Excerpts from point annotation data
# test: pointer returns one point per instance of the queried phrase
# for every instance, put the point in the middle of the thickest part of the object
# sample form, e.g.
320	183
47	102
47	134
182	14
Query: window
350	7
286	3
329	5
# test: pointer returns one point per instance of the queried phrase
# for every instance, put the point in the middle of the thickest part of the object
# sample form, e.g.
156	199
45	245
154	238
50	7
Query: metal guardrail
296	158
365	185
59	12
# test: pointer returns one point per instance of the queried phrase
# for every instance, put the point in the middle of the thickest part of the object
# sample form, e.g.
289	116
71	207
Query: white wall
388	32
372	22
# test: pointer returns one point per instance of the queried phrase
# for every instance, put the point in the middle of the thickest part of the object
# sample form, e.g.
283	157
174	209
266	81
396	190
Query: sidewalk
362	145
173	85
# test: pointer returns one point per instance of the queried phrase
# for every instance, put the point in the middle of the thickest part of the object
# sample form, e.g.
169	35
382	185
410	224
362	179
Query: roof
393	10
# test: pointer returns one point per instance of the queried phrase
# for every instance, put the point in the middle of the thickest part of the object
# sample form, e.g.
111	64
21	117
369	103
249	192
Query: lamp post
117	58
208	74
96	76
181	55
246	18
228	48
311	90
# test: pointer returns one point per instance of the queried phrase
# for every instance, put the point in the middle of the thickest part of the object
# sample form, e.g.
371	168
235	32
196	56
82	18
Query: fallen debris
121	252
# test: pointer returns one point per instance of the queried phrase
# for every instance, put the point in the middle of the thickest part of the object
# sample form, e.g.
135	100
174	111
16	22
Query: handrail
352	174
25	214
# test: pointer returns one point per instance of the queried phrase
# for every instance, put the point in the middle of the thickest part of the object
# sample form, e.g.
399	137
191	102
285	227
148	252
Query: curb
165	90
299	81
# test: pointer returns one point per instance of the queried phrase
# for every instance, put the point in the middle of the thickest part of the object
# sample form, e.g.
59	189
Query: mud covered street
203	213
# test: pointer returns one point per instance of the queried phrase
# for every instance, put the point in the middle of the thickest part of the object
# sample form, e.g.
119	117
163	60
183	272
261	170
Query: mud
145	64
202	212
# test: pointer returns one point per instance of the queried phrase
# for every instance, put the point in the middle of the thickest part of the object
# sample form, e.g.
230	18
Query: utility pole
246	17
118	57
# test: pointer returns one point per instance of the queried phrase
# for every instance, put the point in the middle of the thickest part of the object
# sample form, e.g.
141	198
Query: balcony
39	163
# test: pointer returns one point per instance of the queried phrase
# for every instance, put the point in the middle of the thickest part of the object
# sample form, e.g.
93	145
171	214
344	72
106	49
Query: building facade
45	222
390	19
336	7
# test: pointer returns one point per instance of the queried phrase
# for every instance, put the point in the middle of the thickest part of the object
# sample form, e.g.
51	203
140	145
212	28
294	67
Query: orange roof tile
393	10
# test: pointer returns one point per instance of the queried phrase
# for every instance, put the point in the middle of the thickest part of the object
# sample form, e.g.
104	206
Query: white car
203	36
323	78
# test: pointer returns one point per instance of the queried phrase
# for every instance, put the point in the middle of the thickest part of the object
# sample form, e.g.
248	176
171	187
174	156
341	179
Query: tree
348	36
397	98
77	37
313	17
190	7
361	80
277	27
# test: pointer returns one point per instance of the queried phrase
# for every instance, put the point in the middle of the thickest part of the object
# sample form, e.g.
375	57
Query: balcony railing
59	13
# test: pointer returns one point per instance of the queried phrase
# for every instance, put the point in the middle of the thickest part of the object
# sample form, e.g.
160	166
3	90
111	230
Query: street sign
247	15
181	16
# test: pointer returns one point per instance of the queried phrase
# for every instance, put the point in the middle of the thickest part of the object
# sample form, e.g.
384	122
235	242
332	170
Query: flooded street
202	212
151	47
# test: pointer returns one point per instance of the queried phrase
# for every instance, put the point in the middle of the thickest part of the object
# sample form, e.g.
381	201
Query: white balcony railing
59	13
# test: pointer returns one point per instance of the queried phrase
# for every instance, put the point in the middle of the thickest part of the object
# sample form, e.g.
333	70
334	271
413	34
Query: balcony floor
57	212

- Do this -
Please quote the data above in full, with no line missing.

- Solved problem -
# test: pointer returns one point per instance of the queried phrase
# for every instance, put the point in the middle of the thickest part of the object
# sample form, e.g.
320	183
47	102
47	134
182	14
Query: window
350	7
286	3
329	5
# test: pointer returns one point per instance of the queried phrase
# for every instance, put the point in the middle of the thickest part of the object
# sample form, e.g.
156	199
45	245
154	238
50	7
Query: metal guardrail
296	158
365	185
59	12
# test: pointer returns one point per instance of the queried phrase
# for every instance, put the point in the middle of the thickest part of the object
# sample form, e.g.
289	116
71	207
Query: white wall
388	32
372	22
# test: pointer returns one point per instance of the queried phrase
# for every instance, put the point in the middle of the thickest part of the object
# sample form, e.g.
283	157
174	209
266	81
396	190
Query: sidewalk
362	145
173	85
# test: pointer returns one point per instance of the queried phrase
# for every instance, put the point in the middle of the thickest part of the object
# sample form, e.g.
169	35
382	185
410	224
362	179
Query: roof
393	10
# test: pointer returns one point per instance of the queried phrase
# for every instance, put the point in the middle of the thickest part of the object
# sample form, e.g.
111	64
21	117
369	103
249	192
Query: lamp post
117	58
208	74
96	76
181	55
246	18
228	48
311	90
# test: pointer returns one point per instance of the queried phrase
# for every instance, put the point in the middle of the thickest part of the object
# sample form, e.g.
371	168
235	32
196	56
82	18
Query: fallen debris
121	252
# test: pointer returns one point per instance of the queried phrase
# for every instance, put the point in the middle of the thickest part of the object
# sample form, e.g.
135	100
174	111
16	22
Query: handrail
352	174
25	214
# test: pointer returns one point per instance of the queried phrase
# for every instance, put the point in the middle of the thickest part of the object
# sample form, e.g.
399	137
191	102
285	227
148	252
Query: curb
165	90
299	81
# test: pointer returns one point per instance of the queried phrase
# for every instance, put the point in the middle of the thickest part of the object
# sample form, e.g.
59	189
Query: mud covered street
203	213
# test: pointer returns one point per instance of the queried phrase
# for every instance, put the point in the middle of the thickest part of the object
# sample form, e.g.
119	117
163	60
183	272
261	170
Query: mud
145	64
202	212
# test: pointer returns one point per instance of the queried phrase
# for every instance, put the point in the middle of the thickest part of the object
# sample form, e.g.
230	18
Query: utility pole
246	17
118	57
# test: pointer returns one point per instance of the queried phrase
# for every instance, put the point in the middle of the thickest part of the object
# sample form, e.g.
141	198
Query: balcony
39	163
# test: pointer returns one point per instance of the queried phrase
# for every instance, put the point in the middle of the thickest part of the object
# sample form, e.g.
93	145
171	214
344	72
106	49
Query: building facade
45	222
390	19
336	7
# test: pointer returns one point per instance of the queried phrase
# for every instance, put the point in the middle of the thickest part of the object
# sample form, e.g.
51	203
140	145
212	28
294	67
Query: orange roof tile
393	10
# test: pointer returns one point per instance of the queried phrase
# for every instance, put the point in the middle of the thickest part of the object
# sample form, e.g.
104	206
Query: white car
203	36
323	78
# test: pointer returns one point per instance of the queried phrase
# for every instance, put the point in the middle of the thickest part of the object
# sample form, e.g.
248	176
171	187
174	156
341	179
Query: tree
348	36
397	98
77	37
313	17
190	7
361	80
277	27
# test: pointer returns one point per instance of the queried phrase
# for every instance, put the point in the middle of the thickest part of the object
# sample form, e.g.
375	57
Query: balcony railing
59	13
# test: pointer returns one point per instance of the queried phrase
# for every instance, put the point in the middle of the thickest part of the object
# sample form, e.g.
160	166
3	90
111	230
Query: street sign
247	15
181	16
# test: pointer returns one point per instance of the queried phrase
# for every instance, put the point in the middle of the thickest part of the object
# sample form, e.g.
384	122
235	242
332	170
Query: flooded street
202	212
151	47
# test: pointer returns one point per instance of the queried phrase
# for every instance, put the point in the middle of the thickest part of the object
# sample form, e.g.
381	201
Query: white balcony railing
59	13
# test: pointer returns one point per instance of the queried phrase
# for every instance, put the point in the middle of the thickest part of the object
# sample form, e.g.
333	70
334	271
413	34
Query: balcony floor
57	212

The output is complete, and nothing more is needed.